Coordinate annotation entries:
=====
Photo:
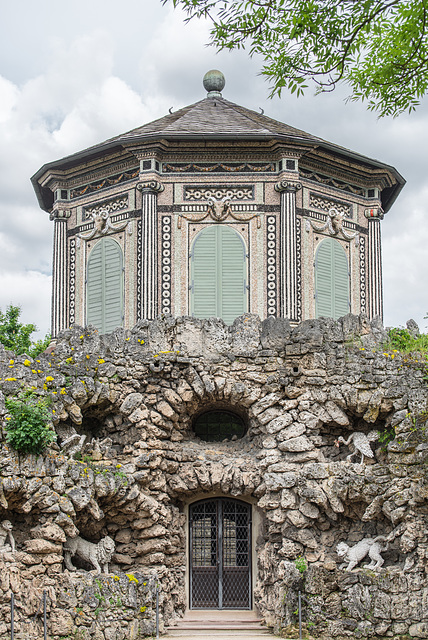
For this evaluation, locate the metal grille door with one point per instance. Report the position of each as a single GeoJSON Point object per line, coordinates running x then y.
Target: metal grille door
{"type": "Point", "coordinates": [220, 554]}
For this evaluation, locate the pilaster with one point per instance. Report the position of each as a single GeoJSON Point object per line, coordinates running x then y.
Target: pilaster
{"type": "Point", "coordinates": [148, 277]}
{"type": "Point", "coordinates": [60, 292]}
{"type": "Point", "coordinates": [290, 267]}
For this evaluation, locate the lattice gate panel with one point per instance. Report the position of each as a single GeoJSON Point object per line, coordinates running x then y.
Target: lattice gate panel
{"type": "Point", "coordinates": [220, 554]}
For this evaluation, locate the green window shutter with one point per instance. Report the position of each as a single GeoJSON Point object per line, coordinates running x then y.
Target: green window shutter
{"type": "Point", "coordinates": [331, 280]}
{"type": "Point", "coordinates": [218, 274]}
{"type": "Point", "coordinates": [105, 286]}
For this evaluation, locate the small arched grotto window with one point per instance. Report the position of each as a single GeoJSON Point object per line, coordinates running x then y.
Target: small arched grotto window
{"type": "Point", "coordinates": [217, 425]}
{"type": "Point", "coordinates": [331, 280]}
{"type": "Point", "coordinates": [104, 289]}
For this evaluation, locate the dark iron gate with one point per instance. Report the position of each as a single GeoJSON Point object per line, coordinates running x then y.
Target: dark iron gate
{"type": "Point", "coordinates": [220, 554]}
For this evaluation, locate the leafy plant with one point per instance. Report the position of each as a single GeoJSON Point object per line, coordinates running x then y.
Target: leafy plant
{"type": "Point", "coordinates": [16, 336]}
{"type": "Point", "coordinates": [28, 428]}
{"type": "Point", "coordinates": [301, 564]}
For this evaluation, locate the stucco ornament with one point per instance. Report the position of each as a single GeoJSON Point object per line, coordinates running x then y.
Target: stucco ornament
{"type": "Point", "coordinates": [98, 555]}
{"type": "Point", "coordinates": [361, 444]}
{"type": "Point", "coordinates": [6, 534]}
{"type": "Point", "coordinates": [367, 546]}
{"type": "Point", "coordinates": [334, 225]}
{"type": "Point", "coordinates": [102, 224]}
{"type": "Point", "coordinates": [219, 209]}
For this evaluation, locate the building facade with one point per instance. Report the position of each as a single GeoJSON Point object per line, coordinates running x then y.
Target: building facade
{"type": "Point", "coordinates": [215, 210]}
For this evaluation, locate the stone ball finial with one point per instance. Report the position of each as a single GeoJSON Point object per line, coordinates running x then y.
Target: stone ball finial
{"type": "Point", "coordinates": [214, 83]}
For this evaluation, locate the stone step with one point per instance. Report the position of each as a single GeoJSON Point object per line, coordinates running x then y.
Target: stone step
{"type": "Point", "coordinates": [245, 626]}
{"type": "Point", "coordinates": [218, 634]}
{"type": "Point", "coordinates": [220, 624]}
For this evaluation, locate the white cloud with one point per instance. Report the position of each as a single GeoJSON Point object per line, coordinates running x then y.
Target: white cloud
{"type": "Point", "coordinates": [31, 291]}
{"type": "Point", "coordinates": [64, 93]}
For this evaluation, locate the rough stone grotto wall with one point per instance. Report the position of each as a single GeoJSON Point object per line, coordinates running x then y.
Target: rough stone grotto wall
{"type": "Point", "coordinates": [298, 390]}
=====
# Challenge
Reproduce the entries word for word, from the line containing "For this evaluation, locate the stone ball" down to the end of the entries, with both of those ends included.

# Correct response
For this evaluation, locate the stone ball finial with one point per instance. Report the position of each as a single GeoJSON Point object per line, coordinates running x then y.
Target: stone ball finial
{"type": "Point", "coordinates": [214, 83]}
For this evaluation, locate the stone step with one point per instance. Report the position of each as a single GeoJSON Point object per line, coordinates running x then y.
Target: stone step
{"type": "Point", "coordinates": [245, 626]}
{"type": "Point", "coordinates": [218, 634]}
{"type": "Point", "coordinates": [220, 624]}
For this evaluation, locate the white cloud with one point per instance. Report the position of each as a single GeoJSON Point object per line, coordinates running x then y.
Target: white cloud
{"type": "Point", "coordinates": [31, 291]}
{"type": "Point", "coordinates": [64, 93]}
For this evaluation, locate the rough stone grotto wall with one point per instance. Report the position of each as a single GeoJSON Point object per line, coordinates running x then y.
Target: rough stone grotto wall
{"type": "Point", "coordinates": [298, 390]}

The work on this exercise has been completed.